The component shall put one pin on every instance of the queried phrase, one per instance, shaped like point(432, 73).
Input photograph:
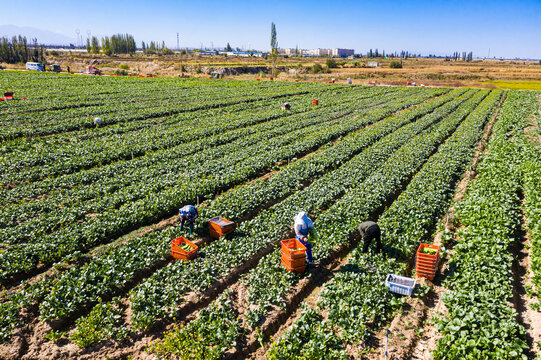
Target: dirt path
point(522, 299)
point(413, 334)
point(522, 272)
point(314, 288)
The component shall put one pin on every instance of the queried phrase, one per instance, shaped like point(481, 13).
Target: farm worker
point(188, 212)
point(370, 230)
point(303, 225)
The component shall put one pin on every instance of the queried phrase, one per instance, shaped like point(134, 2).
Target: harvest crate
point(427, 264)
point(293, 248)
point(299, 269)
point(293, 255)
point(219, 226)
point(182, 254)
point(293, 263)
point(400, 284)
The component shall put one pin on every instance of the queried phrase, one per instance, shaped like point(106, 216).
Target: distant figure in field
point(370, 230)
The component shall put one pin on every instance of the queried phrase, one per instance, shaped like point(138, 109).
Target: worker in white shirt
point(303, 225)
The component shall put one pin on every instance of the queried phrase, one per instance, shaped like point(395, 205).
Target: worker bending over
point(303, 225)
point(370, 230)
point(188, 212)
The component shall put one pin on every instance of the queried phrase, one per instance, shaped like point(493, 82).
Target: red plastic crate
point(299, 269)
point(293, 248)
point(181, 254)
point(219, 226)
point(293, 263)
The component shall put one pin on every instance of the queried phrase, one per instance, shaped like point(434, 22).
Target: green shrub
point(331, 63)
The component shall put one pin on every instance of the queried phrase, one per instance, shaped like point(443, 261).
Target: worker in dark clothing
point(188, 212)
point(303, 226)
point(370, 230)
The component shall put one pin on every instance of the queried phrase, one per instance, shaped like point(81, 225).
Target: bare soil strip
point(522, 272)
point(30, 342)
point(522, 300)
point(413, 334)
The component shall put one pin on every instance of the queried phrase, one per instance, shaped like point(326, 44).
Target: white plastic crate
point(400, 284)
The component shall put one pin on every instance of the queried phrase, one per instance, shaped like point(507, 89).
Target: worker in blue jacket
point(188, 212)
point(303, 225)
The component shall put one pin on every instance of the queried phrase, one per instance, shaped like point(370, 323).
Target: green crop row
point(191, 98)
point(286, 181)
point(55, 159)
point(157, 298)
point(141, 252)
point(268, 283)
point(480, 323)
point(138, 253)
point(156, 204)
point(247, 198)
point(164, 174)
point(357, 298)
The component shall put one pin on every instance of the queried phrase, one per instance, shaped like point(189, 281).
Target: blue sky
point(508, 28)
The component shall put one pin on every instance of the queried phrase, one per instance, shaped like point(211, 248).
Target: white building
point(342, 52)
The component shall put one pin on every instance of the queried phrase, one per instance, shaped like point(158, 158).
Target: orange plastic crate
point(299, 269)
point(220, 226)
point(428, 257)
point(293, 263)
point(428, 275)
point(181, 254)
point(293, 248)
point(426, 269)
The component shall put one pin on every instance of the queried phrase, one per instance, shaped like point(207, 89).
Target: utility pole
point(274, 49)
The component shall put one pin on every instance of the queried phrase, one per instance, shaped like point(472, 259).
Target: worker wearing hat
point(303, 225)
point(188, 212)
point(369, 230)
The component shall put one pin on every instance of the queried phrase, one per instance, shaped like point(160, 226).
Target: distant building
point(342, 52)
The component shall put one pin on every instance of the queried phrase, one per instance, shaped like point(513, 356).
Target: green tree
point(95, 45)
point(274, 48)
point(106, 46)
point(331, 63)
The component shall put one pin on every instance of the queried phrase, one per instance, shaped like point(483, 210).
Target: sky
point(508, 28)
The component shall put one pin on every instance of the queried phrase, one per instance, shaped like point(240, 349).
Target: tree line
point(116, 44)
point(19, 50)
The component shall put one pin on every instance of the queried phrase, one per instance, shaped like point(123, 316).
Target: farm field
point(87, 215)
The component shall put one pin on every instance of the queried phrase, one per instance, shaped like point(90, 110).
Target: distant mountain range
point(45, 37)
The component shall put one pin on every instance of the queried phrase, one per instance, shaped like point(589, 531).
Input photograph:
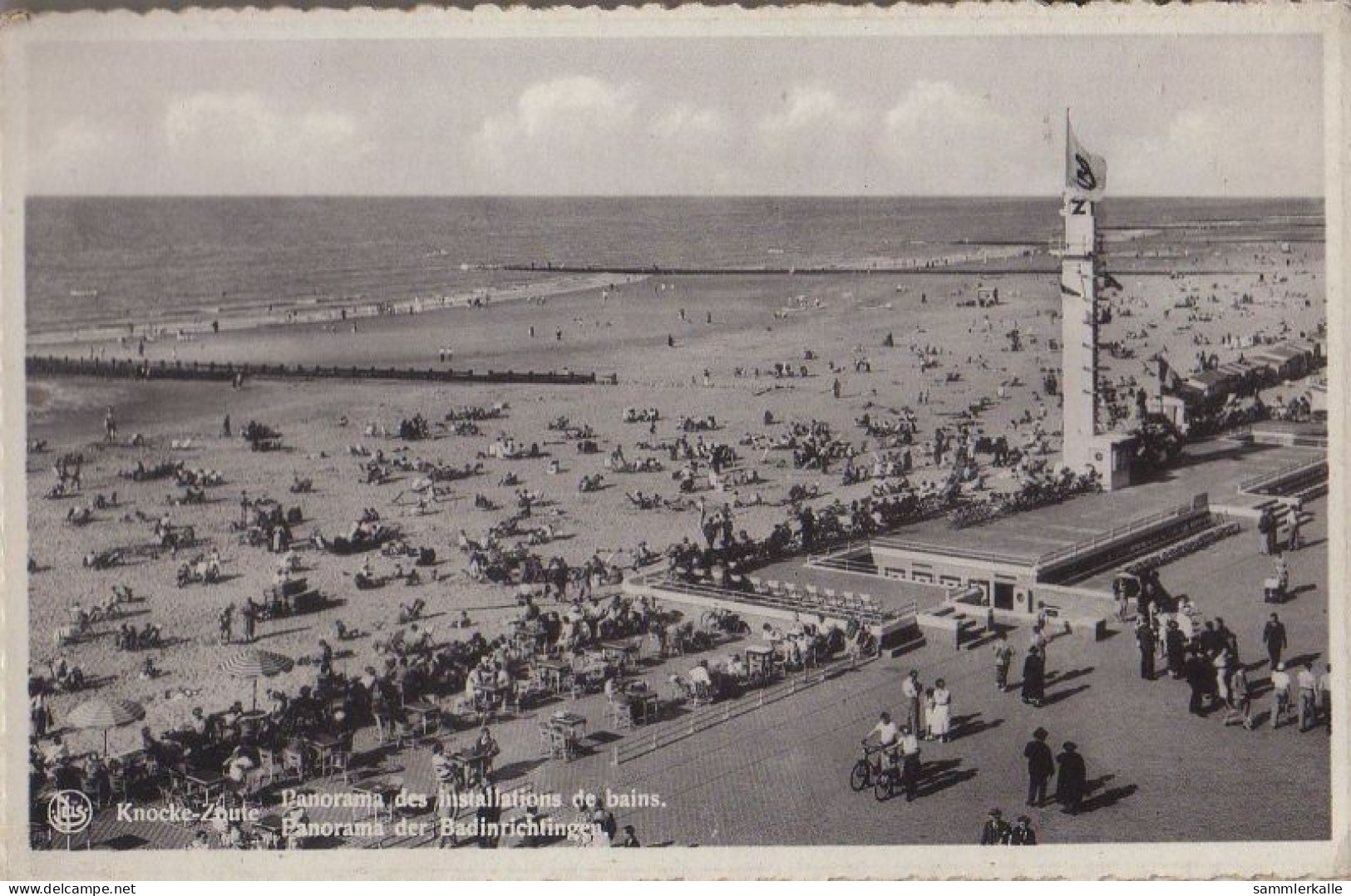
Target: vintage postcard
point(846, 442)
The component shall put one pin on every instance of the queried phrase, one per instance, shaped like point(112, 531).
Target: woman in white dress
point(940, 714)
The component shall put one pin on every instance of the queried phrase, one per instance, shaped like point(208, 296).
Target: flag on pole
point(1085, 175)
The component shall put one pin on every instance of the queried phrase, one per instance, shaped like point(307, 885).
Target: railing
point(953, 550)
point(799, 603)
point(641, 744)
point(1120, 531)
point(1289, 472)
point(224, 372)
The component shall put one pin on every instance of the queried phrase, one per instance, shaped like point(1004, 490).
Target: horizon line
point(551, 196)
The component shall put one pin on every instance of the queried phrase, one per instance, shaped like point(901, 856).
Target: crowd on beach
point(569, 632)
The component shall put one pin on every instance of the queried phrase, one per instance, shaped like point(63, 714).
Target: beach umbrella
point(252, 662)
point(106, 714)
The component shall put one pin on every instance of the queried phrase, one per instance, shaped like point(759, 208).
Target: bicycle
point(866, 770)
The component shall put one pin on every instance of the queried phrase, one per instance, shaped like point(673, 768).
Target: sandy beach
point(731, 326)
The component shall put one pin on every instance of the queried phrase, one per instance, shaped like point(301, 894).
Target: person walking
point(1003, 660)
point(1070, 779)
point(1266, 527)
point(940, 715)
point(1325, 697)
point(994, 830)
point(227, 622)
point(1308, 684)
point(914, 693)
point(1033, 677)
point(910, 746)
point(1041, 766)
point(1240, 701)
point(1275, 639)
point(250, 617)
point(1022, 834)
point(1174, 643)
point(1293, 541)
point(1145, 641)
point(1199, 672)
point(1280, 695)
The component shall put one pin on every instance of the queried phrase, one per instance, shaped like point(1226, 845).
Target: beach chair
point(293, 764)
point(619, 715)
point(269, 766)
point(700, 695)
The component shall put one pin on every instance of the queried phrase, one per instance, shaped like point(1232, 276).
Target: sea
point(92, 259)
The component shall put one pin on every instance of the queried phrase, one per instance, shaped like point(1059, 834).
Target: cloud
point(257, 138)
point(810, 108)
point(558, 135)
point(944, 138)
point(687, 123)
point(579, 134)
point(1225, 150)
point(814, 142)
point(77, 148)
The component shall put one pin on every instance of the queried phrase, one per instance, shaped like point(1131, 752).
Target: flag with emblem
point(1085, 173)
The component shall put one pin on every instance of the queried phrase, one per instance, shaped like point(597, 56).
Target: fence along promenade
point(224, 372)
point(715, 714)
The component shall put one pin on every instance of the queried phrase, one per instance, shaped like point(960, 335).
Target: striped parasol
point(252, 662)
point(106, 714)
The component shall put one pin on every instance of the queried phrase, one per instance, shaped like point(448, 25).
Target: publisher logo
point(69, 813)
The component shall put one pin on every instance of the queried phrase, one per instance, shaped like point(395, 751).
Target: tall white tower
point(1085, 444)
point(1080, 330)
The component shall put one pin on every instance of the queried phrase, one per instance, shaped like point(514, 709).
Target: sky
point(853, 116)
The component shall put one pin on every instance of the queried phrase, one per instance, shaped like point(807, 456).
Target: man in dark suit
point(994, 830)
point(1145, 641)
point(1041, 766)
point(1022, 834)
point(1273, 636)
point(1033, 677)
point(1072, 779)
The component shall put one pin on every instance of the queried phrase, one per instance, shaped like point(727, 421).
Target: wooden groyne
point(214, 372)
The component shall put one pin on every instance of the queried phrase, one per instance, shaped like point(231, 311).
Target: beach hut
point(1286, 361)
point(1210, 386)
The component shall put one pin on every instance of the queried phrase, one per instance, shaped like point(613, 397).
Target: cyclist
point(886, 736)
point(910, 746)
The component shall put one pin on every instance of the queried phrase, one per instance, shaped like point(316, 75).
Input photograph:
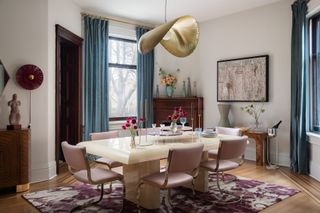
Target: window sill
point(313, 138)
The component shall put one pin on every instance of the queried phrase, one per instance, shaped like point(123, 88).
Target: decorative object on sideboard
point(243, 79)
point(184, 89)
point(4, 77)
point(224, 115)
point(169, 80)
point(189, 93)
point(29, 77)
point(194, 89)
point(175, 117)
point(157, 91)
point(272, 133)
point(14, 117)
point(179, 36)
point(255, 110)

☆ ☆ ☆

▶ _EXERCISE TASK_: Please turn the material above, from the line containing "like point(112, 531)." through the line containing "point(551, 196)", into a numbered list, leaving out any blank lines.

▶ _ANSWER TO THE EXERCISE_:
1. The component shall put one pin on every instance of the queried phrase, one per instance, shaped like point(112, 531).
2. Target: woman in white dress
3. point(940, 714)
4. The component shall put one pin on every instance of the queried phrase, one per instance, shaped like point(208, 296).
5. Target: flag on pole
6. point(1085, 175)
7. The component shall put one pin on every instance of the queried phrase, one per instance, shaped like point(307, 885).
8. Target: railing
9. point(953, 550)
10. point(799, 603)
11. point(641, 744)
12. point(1120, 531)
13. point(1289, 472)
14. point(224, 372)
15. The component shall put one pin on every instance of the queried phrase, one per instance, shaped like point(1004, 490).
16. Target: horizon line
17. point(551, 196)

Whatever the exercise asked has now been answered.